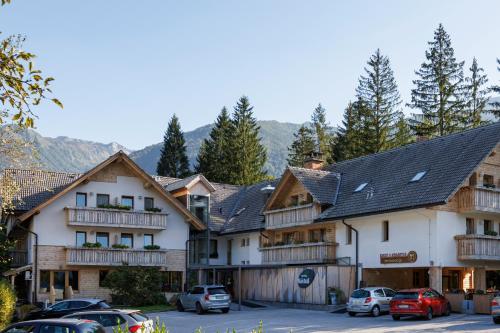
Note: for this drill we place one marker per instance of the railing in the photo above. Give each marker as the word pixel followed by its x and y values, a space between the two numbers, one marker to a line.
pixel 115 257
pixel 87 216
pixel 472 199
pixel 478 247
pixel 299 253
pixel 291 216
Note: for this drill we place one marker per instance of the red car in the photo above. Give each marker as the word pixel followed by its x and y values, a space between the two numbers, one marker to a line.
pixel 422 302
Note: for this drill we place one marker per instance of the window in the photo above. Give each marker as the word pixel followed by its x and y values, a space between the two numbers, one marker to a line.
pixel 102 200
pixel 385 231
pixel 127 239
pixel 360 187
pixel 148 240
pixel 102 238
pixel 149 203
pixel 81 199
pixel 128 201
pixel 81 238
pixel 470 226
pixel 418 176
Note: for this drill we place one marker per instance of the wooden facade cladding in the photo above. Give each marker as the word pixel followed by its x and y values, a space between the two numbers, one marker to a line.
pixel 115 257
pixel 477 199
pixel 291 216
pixel 104 217
pixel 478 247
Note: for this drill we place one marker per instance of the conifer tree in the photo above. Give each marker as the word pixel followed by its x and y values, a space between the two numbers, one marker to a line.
pixel 247 152
pixel 214 159
pixel 379 91
pixel 301 147
pixel 438 91
pixel 173 159
pixel 477 98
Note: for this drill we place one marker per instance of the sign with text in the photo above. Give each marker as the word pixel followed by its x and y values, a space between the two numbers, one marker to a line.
pixel 398 257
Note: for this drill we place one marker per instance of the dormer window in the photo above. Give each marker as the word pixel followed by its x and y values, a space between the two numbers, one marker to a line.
pixel 418 176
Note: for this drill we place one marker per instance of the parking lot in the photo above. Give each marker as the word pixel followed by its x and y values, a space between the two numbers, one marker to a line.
pixel 296 320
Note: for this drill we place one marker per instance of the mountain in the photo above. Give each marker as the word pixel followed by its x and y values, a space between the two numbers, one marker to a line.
pixel 276 137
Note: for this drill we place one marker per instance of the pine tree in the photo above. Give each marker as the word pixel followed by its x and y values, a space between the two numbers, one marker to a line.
pixel 173 160
pixel 438 91
pixel 248 153
pixel 379 91
pixel 214 159
pixel 301 147
pixel 477 98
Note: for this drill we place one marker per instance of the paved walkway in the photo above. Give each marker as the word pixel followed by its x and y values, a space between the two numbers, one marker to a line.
pixel 295 320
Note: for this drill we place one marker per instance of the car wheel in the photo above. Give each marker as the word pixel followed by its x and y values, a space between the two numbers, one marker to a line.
pixel 199 309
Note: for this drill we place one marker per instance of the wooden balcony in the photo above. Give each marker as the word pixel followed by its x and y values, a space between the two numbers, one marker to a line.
pixel 115 257
pixel 478 247
pixel 291 216
pixel 478 199
pixel 104 217
pixel 307 253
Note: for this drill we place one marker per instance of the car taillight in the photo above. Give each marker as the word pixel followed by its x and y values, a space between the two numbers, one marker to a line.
pixel 134 328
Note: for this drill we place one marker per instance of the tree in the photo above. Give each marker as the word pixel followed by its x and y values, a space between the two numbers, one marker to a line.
pixel 477 98
pixel 438 91
pixel 301 147
pixel 173 159
pixel 214 159
pixel 248 153
pixel 379 91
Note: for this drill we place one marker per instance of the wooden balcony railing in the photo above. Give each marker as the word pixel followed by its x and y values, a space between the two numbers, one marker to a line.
pixel 104 217
pixel 478 199
pixel 307 253
pixel 291 216
pixel 115 257
pixel 478 247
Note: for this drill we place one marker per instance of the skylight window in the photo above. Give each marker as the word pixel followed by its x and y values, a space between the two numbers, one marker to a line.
pixel 360 187
pixel 418 176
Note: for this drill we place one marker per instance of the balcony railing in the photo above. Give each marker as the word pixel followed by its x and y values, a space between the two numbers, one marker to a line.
pixel 104 217
pixel 478 199
pixel 115 257
pixel 291 216
pixel 307 253
pixel 478 247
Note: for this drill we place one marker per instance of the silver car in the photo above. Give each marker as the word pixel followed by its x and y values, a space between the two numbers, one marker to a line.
pixel 373 300
pixel 133 320
pixel 204 298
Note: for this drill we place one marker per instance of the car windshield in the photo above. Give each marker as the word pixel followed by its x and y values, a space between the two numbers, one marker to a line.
pixel 360 293
pixel 406 295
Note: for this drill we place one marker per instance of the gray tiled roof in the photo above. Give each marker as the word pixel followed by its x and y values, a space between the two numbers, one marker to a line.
pixel 318 182
pixel 448 161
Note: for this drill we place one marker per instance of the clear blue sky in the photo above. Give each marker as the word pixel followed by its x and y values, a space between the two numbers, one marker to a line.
pixel 122 67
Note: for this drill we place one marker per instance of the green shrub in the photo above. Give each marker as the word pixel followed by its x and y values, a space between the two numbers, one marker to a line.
pixel 7 303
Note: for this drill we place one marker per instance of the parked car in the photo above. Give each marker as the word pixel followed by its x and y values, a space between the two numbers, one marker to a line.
pixel 66 307
pixel 134 320
pixel 423 302
pixel 204 298
pixel 373 300
pixel 55 326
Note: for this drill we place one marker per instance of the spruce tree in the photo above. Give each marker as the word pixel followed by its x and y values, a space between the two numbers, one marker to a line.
pixel 302 147
pixel 477 98
pixel 379 91
pixel 214 159
pixel 247 152
pixel 438 91
pixel 173 160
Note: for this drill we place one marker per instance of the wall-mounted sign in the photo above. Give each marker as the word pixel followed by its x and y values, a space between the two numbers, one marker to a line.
pixel 398 257
pixel 306 278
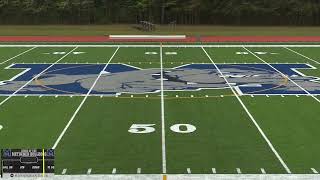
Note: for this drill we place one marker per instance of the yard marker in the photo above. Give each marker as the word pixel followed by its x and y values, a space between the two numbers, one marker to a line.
pixel 250 115
pixel 163 136
pixel 301 55
pixel 314 171
pixel 239 171
pixel 18 55
pixel 189 170
pixel 82 102
pixel 114 170
pixel 314 97
pixel 214 171
pixel 35 77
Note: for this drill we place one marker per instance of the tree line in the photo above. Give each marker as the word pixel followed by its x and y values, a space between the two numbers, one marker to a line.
pixel 213 12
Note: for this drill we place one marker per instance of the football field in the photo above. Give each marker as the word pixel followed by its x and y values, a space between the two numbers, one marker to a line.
pixel 164 109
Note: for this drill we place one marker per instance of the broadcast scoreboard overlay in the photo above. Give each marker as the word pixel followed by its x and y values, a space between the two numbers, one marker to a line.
pixel 27 162
pixel 159 109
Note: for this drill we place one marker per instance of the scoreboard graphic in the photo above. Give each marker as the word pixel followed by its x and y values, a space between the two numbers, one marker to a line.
pixel 27 162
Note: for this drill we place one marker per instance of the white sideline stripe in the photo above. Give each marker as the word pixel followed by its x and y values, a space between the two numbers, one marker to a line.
pixel 314 171
pixel 82 102
pixel 5 100
pixel 301 55
pixel 18 55
pixel 251 117
pixel 153 45
pixel 114 170
pixel 147 36
pixel 214 171
pixel 189 170
pixel 239 171
pixel 283 74
pixel 163 137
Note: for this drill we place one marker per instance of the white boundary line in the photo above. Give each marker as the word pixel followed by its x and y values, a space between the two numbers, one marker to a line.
pixel 251 117
pixel 163 135
pixel 157 46
pixel 38 75
pixel 301 55
pixel 18 55
pixel 283 75
pixel 82 102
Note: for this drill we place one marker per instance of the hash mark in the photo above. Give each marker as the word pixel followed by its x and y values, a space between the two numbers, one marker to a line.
pixel 189 170
pixel 114 170
pixel 239 171
pixel 214 170
pixel 314 171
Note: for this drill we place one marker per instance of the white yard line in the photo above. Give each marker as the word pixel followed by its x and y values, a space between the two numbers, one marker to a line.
pixel 82 102
pixel 163 135
pixel 157 46
pixel 38 75
pixel 250 115
pixel 18 55
pixel 301 55
pixel 314 97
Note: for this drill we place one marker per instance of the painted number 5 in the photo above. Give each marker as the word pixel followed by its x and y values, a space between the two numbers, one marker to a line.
pixel 141 128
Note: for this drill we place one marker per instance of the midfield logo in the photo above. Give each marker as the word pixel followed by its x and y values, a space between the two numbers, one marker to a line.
pixel 77 79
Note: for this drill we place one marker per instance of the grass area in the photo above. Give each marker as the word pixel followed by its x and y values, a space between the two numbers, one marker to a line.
pixel 101 137
pixel 98 30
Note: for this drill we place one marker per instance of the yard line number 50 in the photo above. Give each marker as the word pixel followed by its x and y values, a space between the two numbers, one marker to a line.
pixel 149 128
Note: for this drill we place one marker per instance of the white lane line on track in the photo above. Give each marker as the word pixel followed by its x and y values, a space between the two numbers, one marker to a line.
pixel 251 117
pixel 18 55
pixel 282 74
pixel 38 75
pixel 163 136
pixel 82 102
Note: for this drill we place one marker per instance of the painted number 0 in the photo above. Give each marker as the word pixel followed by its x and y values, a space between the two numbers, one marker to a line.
pixel 148 128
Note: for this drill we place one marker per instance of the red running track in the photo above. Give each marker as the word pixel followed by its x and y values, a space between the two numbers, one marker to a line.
pixel 190 39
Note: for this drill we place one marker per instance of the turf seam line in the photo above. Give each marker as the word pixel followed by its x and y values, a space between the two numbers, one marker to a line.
pixel 82 102
pixel 37 76
pixel 251 117
pixel 282 74
pixel 18 55
pixel 163 136
pixel 301 55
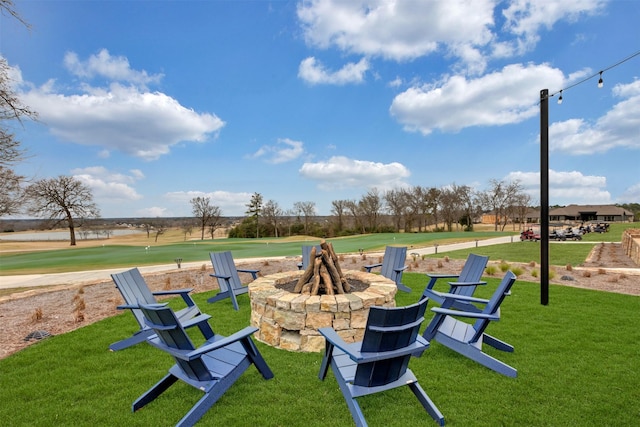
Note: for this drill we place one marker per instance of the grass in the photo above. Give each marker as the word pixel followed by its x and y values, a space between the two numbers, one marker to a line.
pixel 577 362
pixel 117 255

» TASK:
Please convert the data above, from the line with "of the wall-mounted" to the line with "pixel 35 77", both included, into a numbered list without blank lines. Omit the pictures.

» FINAL ANSWER:
1. Note: for this drill we place one marker per instance of the wall-mounted sign in the photo above. Give each marker as the word pixel followed by its x and y values, a space between the two numbers, one marker to a line.
2. pixel 398 257
3. pixel 306 278
4. Note: for this drill we place one marker per instance of the yard marker in the photo above. Give each marker as the word pixel followed by its x and y values, a space between the two numbers, one marker to a line.
5. pixel 250 115
6. pixel 163 136
7. pixel 301 55
8. pixel 314 171
9. pixel 239 171
10. pixel 18 55
11. pixel 189 170
12. pixel 82 102
13. pixel 114 170
14. pixel 314 97
15. pixel 214 171
16. pixel 35 77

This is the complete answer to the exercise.